SUPPLIED TEXT:
= 1996 All-Pro Team =

Official list of the best NFL players in 1996

The 1996 All-Pro Team is composed of the National Football League players that were named to the Associated Press, Pro Football Writers Association, and The Sporting News All-Pro Teams in 1996. Both first and second teams are listed for the AP team. These are the three teams that are included in Total Football II: The Official Encyclopedia of the National Football League. In 1996, the Pro Football Writers Association and Pro Football Weekly combined their All-pro teams, a practice with continues through 2008. In 1996, the AP added a new position, that of "fullback", a primarily blocking position.

==Teams==

Offense
| Position | First team | Second team |
| Quarterback | Brett Favre, Green Bay Packers (AP, PFWA, TSN) | John Elway, Denver Broncos (AP-2) |
| Running back | Jerome Bettis, Pittsburgh Steelers (AP) Barry Sanders, Detroit Lions (PFWA, TSN) Terrell Davis, Denver Broncos (AP, PFWA, TSN) | Terry Allen, Washington Redskins (AP-2) Barry Sanders, Detroit Lions (AP-2) |
| Fullback | Larry Centers, Arizona Cardinals (AP) | Mike Alstott, Tampa Bay Buccaneers (AP-2) |
| Wide receiver | Herman Moore, Detroit Lions (AP, TSN) Jerry Rice, San Francisco 49ers (AP, PFWA, TSN) Carl Pickens, Cincinnati Bengals (PFWA) | Tony Martin, San Diego Chargers (AP-2) Carl Pickens, Cincinnati Bengals (AP-2) |
| Tight end | Shannon Sharpe, Denver Broncos (AP, PFWA, TSN) | Wesley Walls, Carolina Panthers (AP-2) |
| Tackle | Gary Zimmerman, Denver Broncos (AP, PFWA, TSN) Willie Roaf, New Orleans Saints (PFWA, TSN) Erik Williams, Dallas Cowboys (AP) | Bruce Armstrong, New England Patriots (AP-2) Willie Roaf, New Orleans Saints (AP-2) |
| Guard | Larry Allen, Dallas Cowboys (AP, PFWA, TSN) Randall McDaniel, Minnesota Vikings (AP, PFWA, TSN) | Bruce Matthews, Houston Oilers (AP-2) Steve Wisniewski, Oakland Raiders (AP-2) |
| Center | Dermontti Dawson, Pittsburgh Steelers (AP, PFWA, TSN) | Mark Stepnoski, Houston Oilers (AP-2) |

Special teams
Position: First team; Second team
Kicker: Cary Blanchard, Indianapolis Colts (AP, PFWA, TSN); John Kasay, Carolina Panthers (AP-2)

Saved entries
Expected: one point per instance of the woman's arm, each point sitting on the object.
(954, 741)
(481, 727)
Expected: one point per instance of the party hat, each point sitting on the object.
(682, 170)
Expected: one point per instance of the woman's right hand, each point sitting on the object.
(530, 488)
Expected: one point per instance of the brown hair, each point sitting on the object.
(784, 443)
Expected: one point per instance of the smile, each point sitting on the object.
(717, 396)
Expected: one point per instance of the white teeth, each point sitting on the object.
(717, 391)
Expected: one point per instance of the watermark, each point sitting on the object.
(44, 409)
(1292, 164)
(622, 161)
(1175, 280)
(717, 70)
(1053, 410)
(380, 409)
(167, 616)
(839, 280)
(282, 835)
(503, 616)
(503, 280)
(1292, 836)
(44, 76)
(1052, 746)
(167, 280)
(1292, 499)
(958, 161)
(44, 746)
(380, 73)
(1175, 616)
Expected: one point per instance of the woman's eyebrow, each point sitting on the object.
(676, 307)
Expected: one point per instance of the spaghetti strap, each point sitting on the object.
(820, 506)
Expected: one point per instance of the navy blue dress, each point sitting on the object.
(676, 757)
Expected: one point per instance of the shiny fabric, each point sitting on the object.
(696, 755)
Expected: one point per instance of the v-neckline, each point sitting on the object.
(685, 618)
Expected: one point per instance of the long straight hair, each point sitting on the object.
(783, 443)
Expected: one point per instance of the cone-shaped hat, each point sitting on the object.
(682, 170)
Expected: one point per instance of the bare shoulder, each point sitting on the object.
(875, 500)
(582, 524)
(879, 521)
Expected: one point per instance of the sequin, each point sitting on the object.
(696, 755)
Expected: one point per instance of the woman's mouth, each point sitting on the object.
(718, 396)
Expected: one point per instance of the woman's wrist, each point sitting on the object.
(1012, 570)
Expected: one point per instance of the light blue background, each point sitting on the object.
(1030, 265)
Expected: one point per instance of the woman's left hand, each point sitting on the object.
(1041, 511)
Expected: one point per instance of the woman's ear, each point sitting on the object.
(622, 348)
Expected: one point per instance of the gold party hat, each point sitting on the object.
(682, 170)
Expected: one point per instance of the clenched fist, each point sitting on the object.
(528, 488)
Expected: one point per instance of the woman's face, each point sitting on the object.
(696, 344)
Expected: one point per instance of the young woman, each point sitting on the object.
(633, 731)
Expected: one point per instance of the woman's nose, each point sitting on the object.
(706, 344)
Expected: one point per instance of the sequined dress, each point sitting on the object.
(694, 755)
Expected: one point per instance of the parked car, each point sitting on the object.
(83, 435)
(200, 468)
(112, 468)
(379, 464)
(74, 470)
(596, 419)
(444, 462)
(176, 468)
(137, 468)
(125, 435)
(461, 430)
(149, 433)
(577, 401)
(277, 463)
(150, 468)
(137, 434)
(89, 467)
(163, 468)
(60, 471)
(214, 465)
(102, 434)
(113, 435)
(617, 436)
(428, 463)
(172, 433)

TASKS TO COMPLETE:
a) According to the text on the 1996 All-Pro Team, what new position did the AP add in 1996?
b) From the text on the 1996 All-Pro Team, extract the passage from "Official list of" to "primarily blocking position.".
The saved entries are separate material and are not part of the text on the 1996 All-Pro Team.

TASK ANSWERS:
a) Fullback

b)
Official list of the best NFL players in 1996

The 1996 All-Pro Team is composed of the National Football League players that were named to the Associated Press, Pro Football Writers Association, and The Sporting News All-Pro Teams in 1996. Both first and second teams are listed for the AP team. These are the three teams that are included in Total Football II: The Official Encyclopedia of the National Football League. In 1996, the Pro Football Writers Association and Pro Football Weekly combined their All-pro teams, a practice with continues through 2008. In 1996, the AP added a new position, that of "fullback", a primarily blocking position.